■ Set exercise A: In the rows from the line with "Could you point out the white airliner" to the line with "(1107, 550)", swap "landing gear" for "undercarriage" and write those lines out again with nothing else altered.

America’s Ambassador to Britain, Thomas Pinckney, had no diplomatic experience before he got there.  The South Carolinian had served as a Continental officer during the war  He was elected governor after the war and led South Carolina through ratification of the US Constitution.  He had been in London for a little over a year when things really began to heat up.  As Ambassador, he protested Britain’s growing presence in US frontier territories, the seizure of neutral US merchant ships, and the impressment of US sailors.

Britain’s foreign minister, Lord Grenville, seemed unconcerned by these protests.  He pushed back, arguing that the US had failed to live up to the peace treaty, and had still not allowed the collection of British debts in America.  Britain had no real need to be concerned since the US had no military to back up its protests with any sort of force.  Pinckney’s reports back to America made clear Britain had no intention of changing its policies and that British officials were unconcerned that the US might declare war on Britain.

Jay’s Appointment

President Washington knew that diplomacy was his only option.  War with Britain would be a disaster.  He needed to send someone to London who could negotiate some way out of this.  The problem was that the US did not have much of a diplomatic corps.  

Benjamin Franklin, of course was dead by this time. John Adams had spent years at the Court of St. James, but he was already Vice President.  Despite this experience, Washington did not really trust Adams as a good negotiator.  He floated the idea to several people who argued that Adams would be a bad choice.  

Washington also considered sending Thomas Jefferson, who had resigned as Secretary of State at the end of 1793.  Advisors counseled against Jefferson’s appointment.  He was too pro-French and did not seem politically aligned with the President’s goals.  There were similar criticisms made about appointing James Madison.  

The US Ambassador to France Gouverneur Morris had already traveled to London for negotiations.  The British essentially dismissed him as too combative and too pro-French.  The choice had to be someone who would be a little more aligned with British interests.

Washington considered giving the job to Alexander Hamilton.  Although Hamilton had no real diplomatic experience, he seemed capable and was strongly aligned with the faction that wanted a better relationship with Britain.  By this time, however, Hamilton had become a political lightning rod.  His appointment would have invited strong Republican opposition.  Washington wanted a Federalist, but not someone that controversial. He eventually turned to John Jay.

Jay had been part of the team that negotiated the final peace treaty with Britain.  He had spent years serving in Europe and then as the Secretary of Foreign Affairs for the Confederation Congress.  Jay would also be acceptable to Britain.

■ The input:

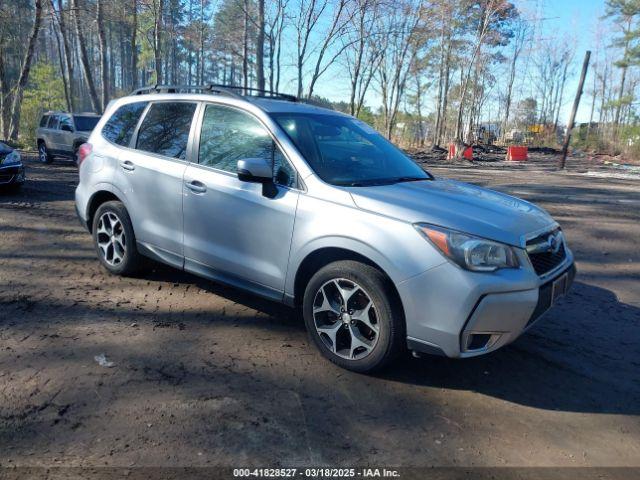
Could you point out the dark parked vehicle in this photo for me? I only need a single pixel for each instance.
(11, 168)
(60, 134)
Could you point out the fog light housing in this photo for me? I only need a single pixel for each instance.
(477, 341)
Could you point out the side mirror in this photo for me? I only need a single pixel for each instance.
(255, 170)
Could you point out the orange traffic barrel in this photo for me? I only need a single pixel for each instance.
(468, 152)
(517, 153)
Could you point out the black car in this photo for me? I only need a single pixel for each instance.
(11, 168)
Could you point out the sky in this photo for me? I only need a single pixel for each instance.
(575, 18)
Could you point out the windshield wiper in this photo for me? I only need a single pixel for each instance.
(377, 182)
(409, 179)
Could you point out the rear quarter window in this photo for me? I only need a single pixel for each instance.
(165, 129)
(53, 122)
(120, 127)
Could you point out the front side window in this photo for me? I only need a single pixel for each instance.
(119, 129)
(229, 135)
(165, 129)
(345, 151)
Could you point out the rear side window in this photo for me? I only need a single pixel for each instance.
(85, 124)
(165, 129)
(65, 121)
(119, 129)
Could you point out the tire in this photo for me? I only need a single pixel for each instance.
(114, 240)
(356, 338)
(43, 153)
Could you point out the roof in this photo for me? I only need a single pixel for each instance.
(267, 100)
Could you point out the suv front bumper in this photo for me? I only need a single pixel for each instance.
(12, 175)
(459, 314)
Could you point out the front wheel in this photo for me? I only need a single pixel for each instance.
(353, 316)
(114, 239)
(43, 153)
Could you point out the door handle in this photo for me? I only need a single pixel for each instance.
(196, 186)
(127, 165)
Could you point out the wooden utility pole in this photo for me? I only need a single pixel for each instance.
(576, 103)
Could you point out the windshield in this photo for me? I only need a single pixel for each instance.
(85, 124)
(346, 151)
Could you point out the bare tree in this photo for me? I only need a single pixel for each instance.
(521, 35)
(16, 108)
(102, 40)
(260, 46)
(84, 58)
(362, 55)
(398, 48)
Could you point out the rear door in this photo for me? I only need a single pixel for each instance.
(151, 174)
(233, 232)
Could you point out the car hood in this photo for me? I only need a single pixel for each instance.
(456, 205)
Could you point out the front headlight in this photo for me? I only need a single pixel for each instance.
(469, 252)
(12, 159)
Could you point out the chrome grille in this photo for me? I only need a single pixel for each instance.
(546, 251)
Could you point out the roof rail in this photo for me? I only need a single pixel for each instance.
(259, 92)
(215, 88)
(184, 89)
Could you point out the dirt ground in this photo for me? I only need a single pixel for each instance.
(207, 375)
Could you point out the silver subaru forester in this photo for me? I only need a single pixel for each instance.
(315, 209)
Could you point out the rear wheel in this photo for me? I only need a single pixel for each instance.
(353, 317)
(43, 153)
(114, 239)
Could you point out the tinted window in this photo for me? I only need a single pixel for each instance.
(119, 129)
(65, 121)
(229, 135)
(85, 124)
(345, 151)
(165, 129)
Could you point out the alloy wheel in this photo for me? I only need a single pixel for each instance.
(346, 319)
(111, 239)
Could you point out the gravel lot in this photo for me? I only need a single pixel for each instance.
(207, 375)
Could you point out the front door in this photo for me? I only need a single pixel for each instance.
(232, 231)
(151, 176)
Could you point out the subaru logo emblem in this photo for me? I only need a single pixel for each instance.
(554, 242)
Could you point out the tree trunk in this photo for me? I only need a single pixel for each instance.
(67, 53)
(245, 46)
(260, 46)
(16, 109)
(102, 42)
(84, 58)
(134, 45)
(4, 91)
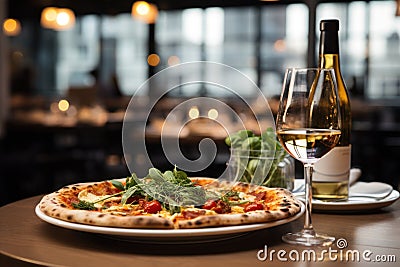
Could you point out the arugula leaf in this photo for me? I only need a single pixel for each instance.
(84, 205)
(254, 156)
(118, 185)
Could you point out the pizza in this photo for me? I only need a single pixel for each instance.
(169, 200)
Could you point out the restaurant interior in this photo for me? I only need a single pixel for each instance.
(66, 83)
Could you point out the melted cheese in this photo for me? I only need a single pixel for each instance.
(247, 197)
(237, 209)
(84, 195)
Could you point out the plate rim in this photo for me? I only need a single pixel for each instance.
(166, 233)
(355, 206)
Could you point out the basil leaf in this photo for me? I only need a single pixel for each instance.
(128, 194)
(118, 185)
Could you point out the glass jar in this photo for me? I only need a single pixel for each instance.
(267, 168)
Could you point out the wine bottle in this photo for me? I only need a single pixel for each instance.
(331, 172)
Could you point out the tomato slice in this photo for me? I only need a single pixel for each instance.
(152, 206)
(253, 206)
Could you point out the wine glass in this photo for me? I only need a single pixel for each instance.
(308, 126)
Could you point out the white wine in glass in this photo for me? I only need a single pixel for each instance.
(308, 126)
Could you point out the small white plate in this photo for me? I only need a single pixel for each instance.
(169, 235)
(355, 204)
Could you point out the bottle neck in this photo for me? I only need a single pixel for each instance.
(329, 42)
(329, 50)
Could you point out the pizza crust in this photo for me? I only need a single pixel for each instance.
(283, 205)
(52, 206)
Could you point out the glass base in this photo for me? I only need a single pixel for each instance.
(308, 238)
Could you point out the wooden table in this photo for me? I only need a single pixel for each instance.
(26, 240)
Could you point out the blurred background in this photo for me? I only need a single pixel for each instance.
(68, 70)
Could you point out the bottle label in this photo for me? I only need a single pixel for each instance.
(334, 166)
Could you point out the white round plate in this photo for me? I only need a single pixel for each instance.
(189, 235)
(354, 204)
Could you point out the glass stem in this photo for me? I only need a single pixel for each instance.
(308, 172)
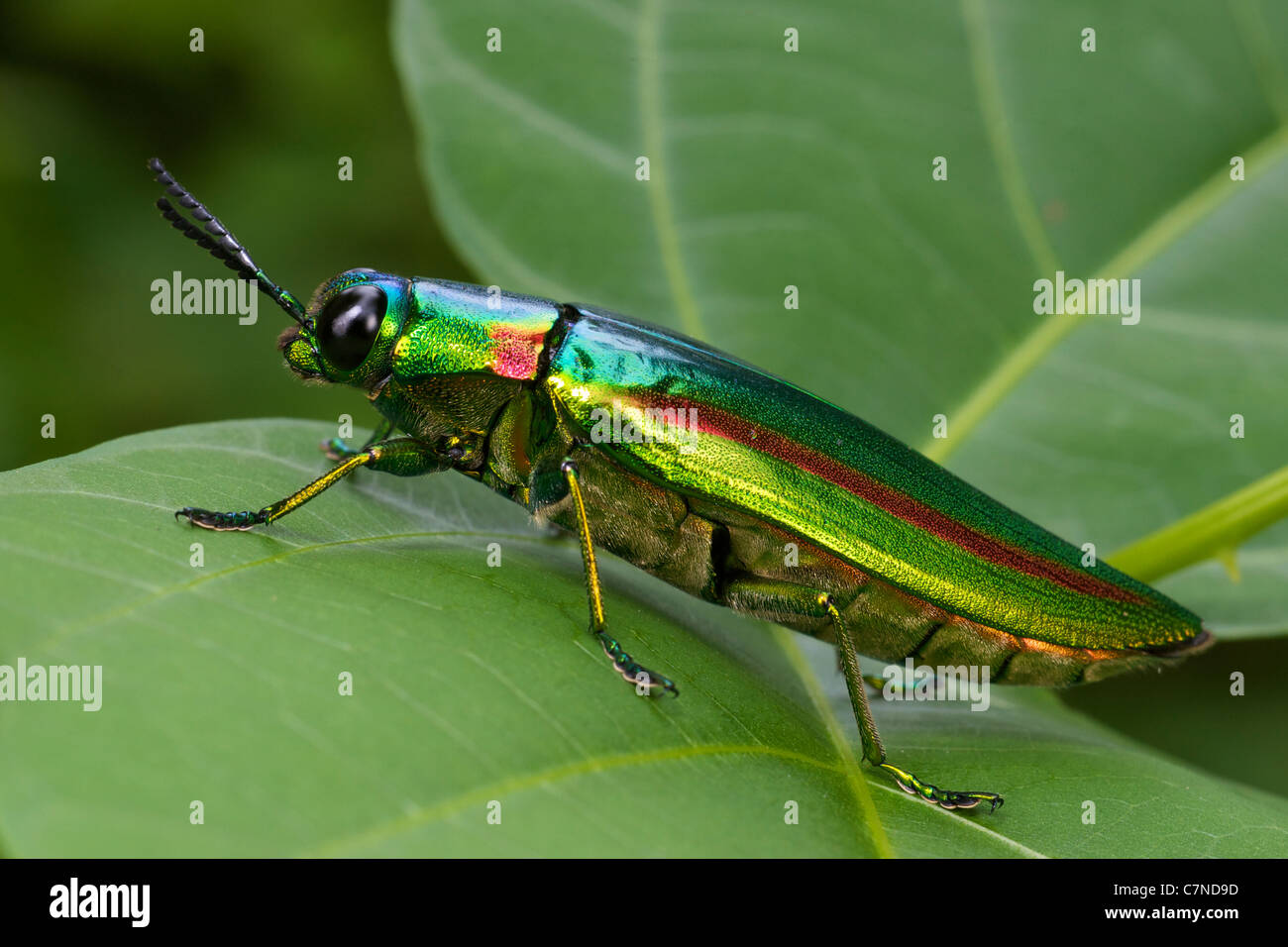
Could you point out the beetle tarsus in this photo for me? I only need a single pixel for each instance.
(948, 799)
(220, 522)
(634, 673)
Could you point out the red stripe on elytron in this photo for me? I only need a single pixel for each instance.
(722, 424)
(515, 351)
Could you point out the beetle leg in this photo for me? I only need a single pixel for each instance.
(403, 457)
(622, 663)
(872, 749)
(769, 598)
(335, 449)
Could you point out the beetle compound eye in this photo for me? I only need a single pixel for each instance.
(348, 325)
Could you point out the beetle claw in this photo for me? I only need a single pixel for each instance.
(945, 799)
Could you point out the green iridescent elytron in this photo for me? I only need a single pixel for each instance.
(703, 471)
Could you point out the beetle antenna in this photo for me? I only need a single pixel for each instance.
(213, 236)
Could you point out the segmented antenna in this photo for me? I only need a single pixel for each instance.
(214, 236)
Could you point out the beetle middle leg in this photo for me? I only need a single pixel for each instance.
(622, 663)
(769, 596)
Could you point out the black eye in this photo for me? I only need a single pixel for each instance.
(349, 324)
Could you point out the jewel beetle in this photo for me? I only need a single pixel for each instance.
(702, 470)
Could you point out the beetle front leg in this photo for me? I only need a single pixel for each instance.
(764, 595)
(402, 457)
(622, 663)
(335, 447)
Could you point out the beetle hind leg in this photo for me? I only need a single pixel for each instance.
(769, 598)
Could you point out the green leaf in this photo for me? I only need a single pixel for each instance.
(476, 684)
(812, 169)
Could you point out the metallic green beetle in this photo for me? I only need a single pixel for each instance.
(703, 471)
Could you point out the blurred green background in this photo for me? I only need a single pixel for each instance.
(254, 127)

* * *

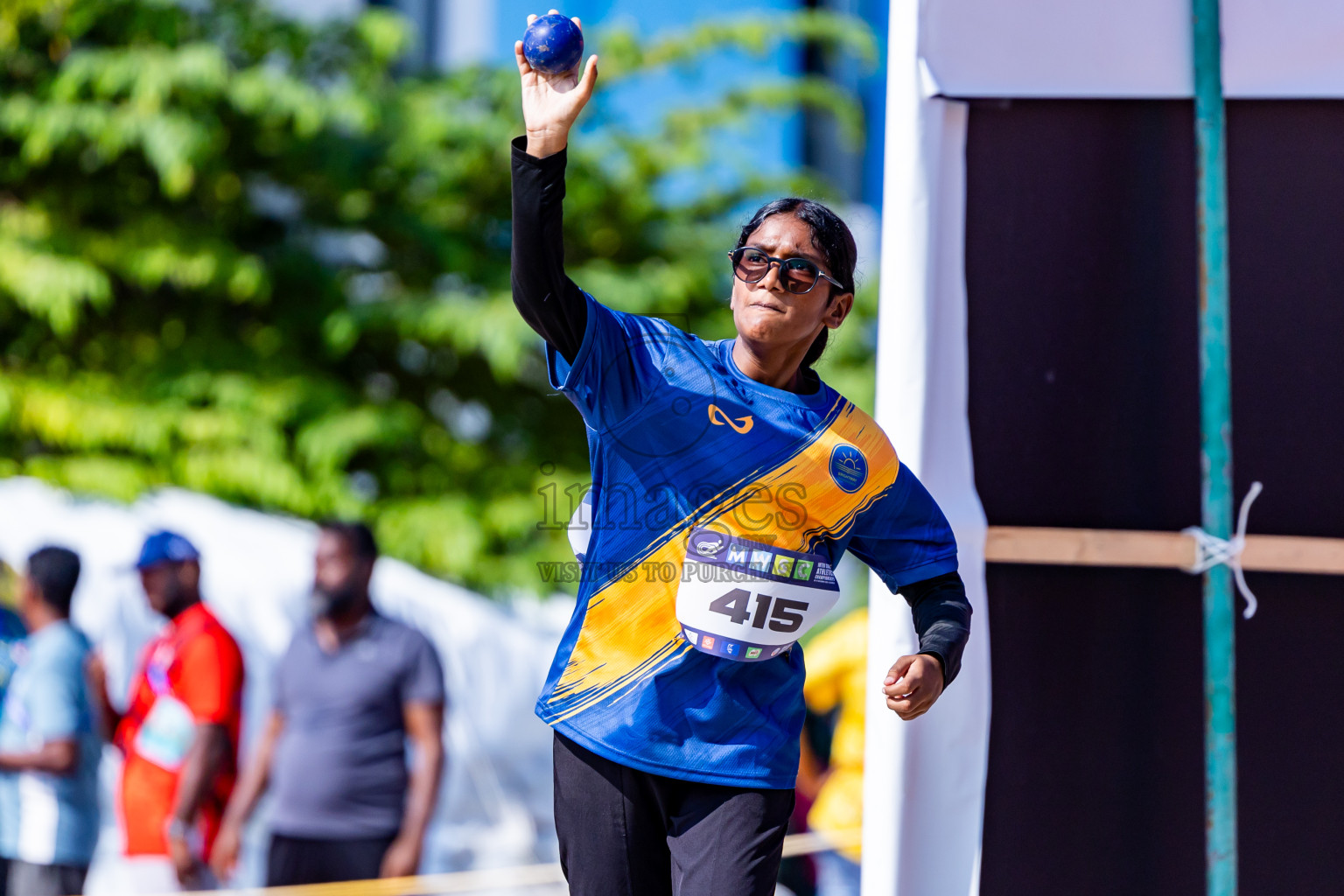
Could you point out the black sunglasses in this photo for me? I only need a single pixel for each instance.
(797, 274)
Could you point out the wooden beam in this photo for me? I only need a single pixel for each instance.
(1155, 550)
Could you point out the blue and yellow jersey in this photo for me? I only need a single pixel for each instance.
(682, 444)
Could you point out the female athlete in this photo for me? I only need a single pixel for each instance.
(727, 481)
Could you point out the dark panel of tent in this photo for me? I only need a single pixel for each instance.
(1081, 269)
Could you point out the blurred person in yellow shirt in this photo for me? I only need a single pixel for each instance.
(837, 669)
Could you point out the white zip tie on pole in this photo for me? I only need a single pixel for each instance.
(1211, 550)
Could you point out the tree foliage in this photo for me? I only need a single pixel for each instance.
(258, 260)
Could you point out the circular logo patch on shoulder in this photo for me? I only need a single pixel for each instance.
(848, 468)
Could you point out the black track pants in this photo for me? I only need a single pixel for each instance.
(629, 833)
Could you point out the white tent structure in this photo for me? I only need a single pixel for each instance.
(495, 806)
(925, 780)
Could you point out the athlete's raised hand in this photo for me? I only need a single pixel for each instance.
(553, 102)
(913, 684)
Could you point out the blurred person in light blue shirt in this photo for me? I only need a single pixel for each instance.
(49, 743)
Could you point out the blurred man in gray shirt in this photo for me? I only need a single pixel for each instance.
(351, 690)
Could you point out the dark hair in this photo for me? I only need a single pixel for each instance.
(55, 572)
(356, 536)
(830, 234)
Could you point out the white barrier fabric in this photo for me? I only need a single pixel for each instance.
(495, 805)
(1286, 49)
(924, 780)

...

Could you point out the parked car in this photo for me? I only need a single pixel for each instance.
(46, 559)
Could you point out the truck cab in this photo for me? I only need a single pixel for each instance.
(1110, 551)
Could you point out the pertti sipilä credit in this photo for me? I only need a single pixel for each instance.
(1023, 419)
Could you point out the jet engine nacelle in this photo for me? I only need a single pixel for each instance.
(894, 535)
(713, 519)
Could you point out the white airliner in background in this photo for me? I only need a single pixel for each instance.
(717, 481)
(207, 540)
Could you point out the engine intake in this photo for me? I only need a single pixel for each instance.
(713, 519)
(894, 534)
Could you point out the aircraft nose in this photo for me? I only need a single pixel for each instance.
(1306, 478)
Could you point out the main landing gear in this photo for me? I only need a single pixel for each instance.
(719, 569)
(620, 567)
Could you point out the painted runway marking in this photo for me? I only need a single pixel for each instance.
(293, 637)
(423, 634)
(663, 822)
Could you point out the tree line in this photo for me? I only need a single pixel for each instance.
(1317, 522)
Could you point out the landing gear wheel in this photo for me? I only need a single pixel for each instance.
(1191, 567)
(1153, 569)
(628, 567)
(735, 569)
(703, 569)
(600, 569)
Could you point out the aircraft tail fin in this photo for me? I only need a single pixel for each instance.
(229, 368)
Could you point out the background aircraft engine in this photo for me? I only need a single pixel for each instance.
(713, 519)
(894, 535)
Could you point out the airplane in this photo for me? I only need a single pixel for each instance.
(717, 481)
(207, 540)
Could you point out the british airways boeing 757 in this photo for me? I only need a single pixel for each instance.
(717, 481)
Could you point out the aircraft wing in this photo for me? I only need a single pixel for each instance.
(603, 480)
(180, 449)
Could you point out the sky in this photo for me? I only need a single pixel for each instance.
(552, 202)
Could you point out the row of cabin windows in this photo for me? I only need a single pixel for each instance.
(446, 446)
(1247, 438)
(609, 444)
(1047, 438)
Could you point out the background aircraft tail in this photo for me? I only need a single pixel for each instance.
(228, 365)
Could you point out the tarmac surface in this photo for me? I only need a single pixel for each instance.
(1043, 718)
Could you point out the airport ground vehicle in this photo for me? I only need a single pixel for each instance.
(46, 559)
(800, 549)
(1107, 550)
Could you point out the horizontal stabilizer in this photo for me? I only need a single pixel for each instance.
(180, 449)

■ Set exercise B:
Decide whether each statement agrees with the passage on Jay's appointment. Answer yes or no for each, and quote the words of the passage that settle it.
(i) Thomas Pinckney had served as a Continental officer during the war.
(ii) Thomas Jefferson was still Secretary of State when Washington considered sending him.
(iii) Gouverneur Morris was the US Ambassador to Britain.

■ Correct answer A:
Could you point out the white airliner in background in this photo for me? I only need a single pixel for each instance.
(717, 481)
(207, 540)
Could you point out the engine intake in this photo for me? I only need a single pixel for each instance.
(713, 519)
(894, 534)
Could you point out the aircraft nose in this photo for me? I only need a single pixel for each instance.
(1306, 478)
Could you point out the main undercarriage in this photo for me? I only need a single pixel for each instance.
(719, 569)
(620, 567)
Could you point out the painted runway marking in this photo for me? I only need a single pixel for each instance.
(293, 637)
(423, 634)
(663, 822)
Could you point out the tree line in this photo for me? I only need a single pixel for each instance.
(1317, 522)
Could you point out the undercarriage wheel in this photo for me? I only need a single pixel for each instance.
(1191, 567)
(1153, 569)
(628, 567)
(735, 569)
(703, 569)
(600, 569)
Could you point out the aircraft tail fin in this photo for me? I only need a single pixel for each instance.
(229, 368)
Could you point out the background aircraft engine in this photo for me? I only need a single pixel for each instance.
(713, 519)
(894, 535)
Could you point out the airplane in this photo for me? I only need a single pixel for each instance.
(717, 481)
(207, 540)
Could you point out the british airways boeing 757 in this photo for me? I only need a single pixel for each instance.
(717, 481)
Could you point out the aircraft wing in this photo for me? I only need a single pixel for each instance.
(603, 480)
(180, 449)
Could you point out the sky in this photo for me? I only need a single pixel for each instance.
(552, 202)
Could you point out the row of cabin windows in this photo for me? I only need a single pixel for each instance.
(446, 446)
(1247, 438)
(609, 444)
(1047, 438)
Could you point out the background aircraft tail in this photo for me? I only need a single pixel for each instance.
(228, 365)
Could you point out the tarmac surface in this photo for me? I only need a single pixel for each instance.
(1043, 718)
Could you point out the airport ground vehicle in this photo for me? I only need a single pixel for each instance.
(46, 559)
(800, 549)
(1107, 550)

■ Correct answer B:
(i) Yes: "The South Carolinian had served as a Continental officer during the war"
(ii) No: "who had resigned as Secretary of State at the end of 1793"
(iii) No: "The US Ambassador to France Gouverneur Morris"